首先我们需要抓取这几封往来邮件的摘要，也就是“MESSAGE SUMMARY”部分，这里我们选择抓取邮件的“Subject”部分作为SUMMARY，我们观察到每封邮件都是以“*** EOOH ***”字符串作为起始位置，而tokenManager的初始状态为DEFAULT，在此状态下tokenManager只是简单的吃掉扫描的字符，于是我们在DEFAULT状态下定义，当遇到“*** EOOH ***”时进行状态切换，然后在切换后的状态，再继续抓取我们需要匹配的字段。

我们定义Digest.jj文件，其内容如下：

PARSER_BEGIN(Digest)
package com.github.gambo.javacc.mail.digest;
import java.io.*;

public class Digest {

  static int count = 0;


  public static void main(String args[]) throws Exception {
    FileInputStream input = new FileInputStream("../sampleMailFile");
    Digest parser = new Digest(input);
    System.out.println("DIGEST OF RECENT MESSAGES FROM THE JAVACC MAILING LIST");
    System.out.println("----------------------------------------------------------------------");
    System.out.println("");
    System.out.println("MESSAGE SUMMARY:");
    System.out.println("");
    parser.MailFile();
    if (count == 0) {
      System.out.println("There have been no messages since the last digest posting.");
      System.out.println("");
      System.out.println("----------------------------------------------------------------------");
    } else {
      System.out.println("");
      System.out.println("----------------------------------------------------------------------");
      System.out.println("");
    }
  }

}

PARSER_END(Digest)

→ **基于点的标注数据**

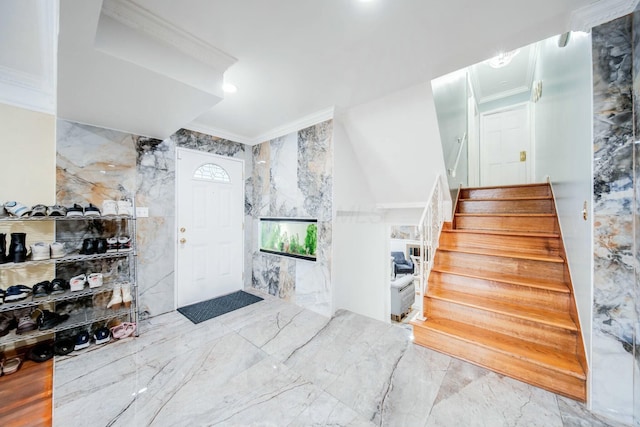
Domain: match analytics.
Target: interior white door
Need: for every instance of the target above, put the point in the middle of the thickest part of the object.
(505, 147)
(210, 215)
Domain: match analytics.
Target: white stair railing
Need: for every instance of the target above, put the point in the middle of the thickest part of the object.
(429, 227)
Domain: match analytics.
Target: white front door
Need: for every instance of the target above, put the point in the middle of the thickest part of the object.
(210, 215)
(505, 147)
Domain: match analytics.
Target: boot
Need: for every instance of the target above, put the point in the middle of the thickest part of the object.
(18, 247)
(116, 298)
(3, 249)
(126, 294)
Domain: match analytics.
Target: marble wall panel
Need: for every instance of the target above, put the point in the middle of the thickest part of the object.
(614, 278)
(293, 177)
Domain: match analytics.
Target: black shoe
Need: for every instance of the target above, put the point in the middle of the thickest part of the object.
(41, 352)
(42, 289)
(75, 210)
(88, 247)
(58, 286)
(63, 347)
(48, 319)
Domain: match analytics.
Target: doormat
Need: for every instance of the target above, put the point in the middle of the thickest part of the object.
(205, 310)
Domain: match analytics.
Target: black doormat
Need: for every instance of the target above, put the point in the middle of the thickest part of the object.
(205, 310)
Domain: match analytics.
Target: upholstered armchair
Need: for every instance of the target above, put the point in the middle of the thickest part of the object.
(401, 265)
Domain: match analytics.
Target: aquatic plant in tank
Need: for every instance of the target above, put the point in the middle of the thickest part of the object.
(293, 237)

→ **任务列表**
1. 将讲解用 JavaCC 抓取邮件摘要的那段文本完整地原样输出。
2. 逐字返回全部记录中的每一行，图片不要放进答案。
上面的文本与记录彼此无关。

→ **任务解答**
1.
首先我们需要抓取这几封往来邮件的摘要，也就是“MESSAGE SUMMARY”部分，这里我们选择抓取邮件的“Subject”部分作为SUMMARY，我们观察到每封邮件都是以“*** EOOH ***”字符串作为起始位置，而tokenManager的初始状态为DEFAULT，在此状态下tokenManager只是简单的吃掉扫描的字符，于是我们在DEFAULT状态下定义，当遇到“*** EOOH ***”时进行状态切换，然后在切换后的状态，再继续抓取我们需要匹配的字段。

我们定义Digest.jj文件，其内容如下：

PARSER_BEGIN(Digest)
package com.github.gambo.javacc.mail.digest;
import java.io.*;

public class Digest {

  static int count = 0;


  public static void main(String args[]) throws Exception {
    FileInputStream input = new FileInputStream("../sampleMailFile");
    Digest parser = new Digest(input);
    System.out.println("DIGEST OF RECENT MESSAGES FROM THE JAVACC MAILING LIST");
    System.out.println("----------------------------------------------------------------------");
    System.out.println("");
    System.out.println("MESSAGE SUMMARY:");
    System.out.println("");
    parser.MailFile();
    if (count == 0) {
      System.out.println("There have been no messages since the last digest posting.");
      System.out.println("");
      System.out.println("----------------------------------------------------------------------");
    } else {
      System.out.println("");
      System.out.println("----------------------------------------------------------------------");
      System.out.println("");
    }
  }

}

PARSER_END(Digest)

2.
Domain: match analytics.
Target: interior white door
Need: for every instance of the target above, put the point in the middle of the thickest part of the object.
(505, 147)
(210, 215)
Domain: match analytics.
Target: white stair railing
Need: for every instance of the target above, put the point in the middle of the thickest part of the object.
(429, 227)
Domain: match analytics.
Target: white front door
Need: for every instance of the target above, put the point in the middle of the thickest part of the object.
(210, 215)
(505, 147)
Domain: match analytics.
Target: boot
Need: for every instance of the target above, put the point in the middle of the thickest part of the object.
(18, 247)
(116, 298)
(3, 249)
(126, 294)
Domain: match analytics.
Target: marble wall panel
Need: for every instance of the target above, put the point in the middle of the thickest part of the object.
(614, 278)
(293, 177)
Domain: match analytics.
Target: black shoe
Need: for every instance of the target above, put the point in the middle of the thickest part of the object.
(41, 352)
(42, 289)
(75, 210)
(88, 247)
(58, 286)
(63, 347)
(48, 319)
Domain: match analytics.
Target: doormat
Need: for every instance of the target above, put the point in the middle of the thickest part of the object.
(205, 310)
Domain: match analytics.
Target: black doormat
Need: for every instance of the target above, put the point in the middle of the thickest part of the object.
(205, 310)
Domain: match analytics.
Target: upholstered armchair
Need: for every instance of the target above, put the point in the middle of the thickest part of the object.
(401, 265)
Domain: match analytics.
Target: aquatic plant in tank
Need: for every instance of the target above, put the point in the middle of the thickest part of the object.
(293, 237)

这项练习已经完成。